## Teks Kutipan
☆ ☆ ☆ ☆ ☆
Ketidakjelasan Penggunaan VMS untuk Nelayan Kecil, KIARA: VMS Akan Mencekik Nelayan Kecil, Menteri Kelautan dan Perikanan Harus Tegas Menjelaskan Melalui Peraturan Sistem Pemantauan Kapal Perikanan!

Siaran Pers

Koalisi Rakyat untuk Keadilan Perikanan (KIARA)

www.kiara.or.id

 

Ketidakjelasan Penggunaan VMS untuk Nelayan Kecil, KIARA: VMS Akan Mencekik Nelayan Kecil, Menteri Kelautan dan Perikanan Harus Tegas Menjelaskan Melalui Peraturan Sistem Pemantauan Kapal Perikanan!

 

Jakarta, 30 April 2025 – Pasca semakin masifnya informasi tentang kewajiban nelayan untuk menggunakan Vessel Monitoring System (VMS) yang dilakukan oleh Kementerian Kelautan dan Perikanan, semakin masifnya penolakan yang dilakukan oleh nelayan di berbagai tempat. Penolakan penggunaan VMS membuka mata publik bahwa: 1) penyusunan peraturan kelautan dan perikanan yang tidak melibatkan partisipasi dari masyarakat pesisir khususnya nelayan industri/besar, nelayan kecil dan nelayan tradisional; 2) tidak terdistribusinya secara jelas dan terang informasi tentang substansi kebijakan dan peraturan VMS kepada nelayan; dan 3) tidak terdistribusinya secara merata substansi tentang peraturan VMS kepada internal Kementerian Kelautan dan Perikanan (Perikanan Tangkap dan Pengawasan Sumber Daya Kelautan dan Perikanan) maupun eksternal yaitu aparat penegak hukum. 

Merespon hal tersebut, Sekretaris Jenderal KIARA, Susan Herawati menyebutkan bahwa kekisruhan tentang informasi VMS ini juga diawali dengan adanya kebijakan tentang Penangkapan Ikan Terukur yang banyak ditentang oleh nelayan karena ketidakjelasan informasi dan sosialisasi yang dilakukan oleh KKP. “Saat ini, Kebijakan Penangkapan Ikan Terukur tengah diimplementasikan KKP dan masih mengalami kendala sebagaimana yang telah diproyeksikan oleh KIARA bersama nelayan kecil dan tradisional lainnya yang salah satunya adalah lemahnya pengawasan (baik itu pengawasan kuota, pelabuhan awal dan tujuan, transhipment, penggunaan alat tangkap dan lokasi penangkapan) serta substansi peraturan yang bermasalah karena memperbolehkan transhipment di tengah laut,” jelas Susan.
☆ ☆ ☆ ☆ ☆
## Bahan Hasil Ekstraksi

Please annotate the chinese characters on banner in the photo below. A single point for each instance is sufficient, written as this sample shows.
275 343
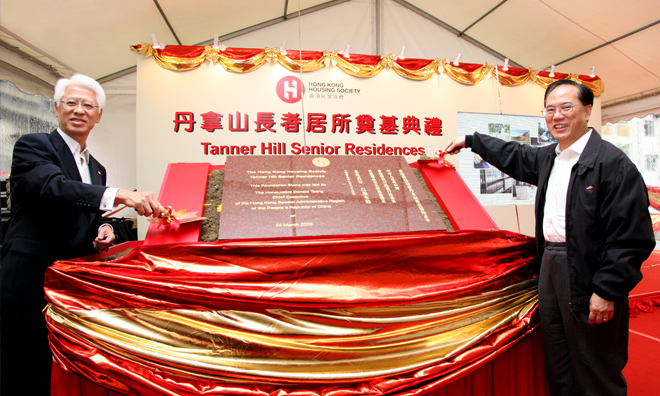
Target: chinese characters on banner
317 123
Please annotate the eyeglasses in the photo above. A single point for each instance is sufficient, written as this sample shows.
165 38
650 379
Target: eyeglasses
☆ ☆ ☆ ☆ ☆
## Perintah Latihan
Tolong kembalikan bagian siaran pers tentang VMS di atas antara "Jakarta, 30 April" dan "aparat penegak hukum.", termasuk kedua ujungnya, tanpa mengubah satu kata pun.

## Hasil Tugas
Jakarta, 30 April 2025 – Pasca semakin masifnya informasi tentang kewajiban nelayan untuk menggunakan Vessel Monitoring System (VMS) yang dilakukan oleh Kementerian Kelautan dan Perikanan, semakin masifnya penolakan yang dilakukan oleh nelayan di berbagai tempat. Penolakan penggunaan VMS membuka mata publik bahwa: 1) penyusunan peraturan kelautan dan perikanan yang tidak melibatkan partisipasi dari masyarakat pesisir khususnya nelayan industri/besar, nelayan kecil dan nelayan tradisional; 2) tidak terdistribusinya secara jelas dan terang informasi tentang substansi kebijakan dan peraturan VMS kepada nelayan; dan 3) tidak terdistribusinya secara merata substansi tentang peraturan VMS kepada internal Kementerian Kelautan dan Perikanan (Perikanan Tangkap dan Pengawasan Sumber Daya Kelautan dan Perikanan) maupun eksternal yaitu aparat penegak hukum.